EXTRACTED INFORMATION:

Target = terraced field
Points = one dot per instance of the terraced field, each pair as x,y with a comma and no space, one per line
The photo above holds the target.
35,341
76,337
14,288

DIRECTIVE:
Please restate the data above, substituting "rice terrace" for every "terraced field" and keeping everything else the same.

RESULT OF THE TASK:
Target = rice terrace
Points = one dot per instance of the rice terrace, each pair as x,y with a comma and no space, one per line
The photo above holds the target.
35,341
76,337
14,288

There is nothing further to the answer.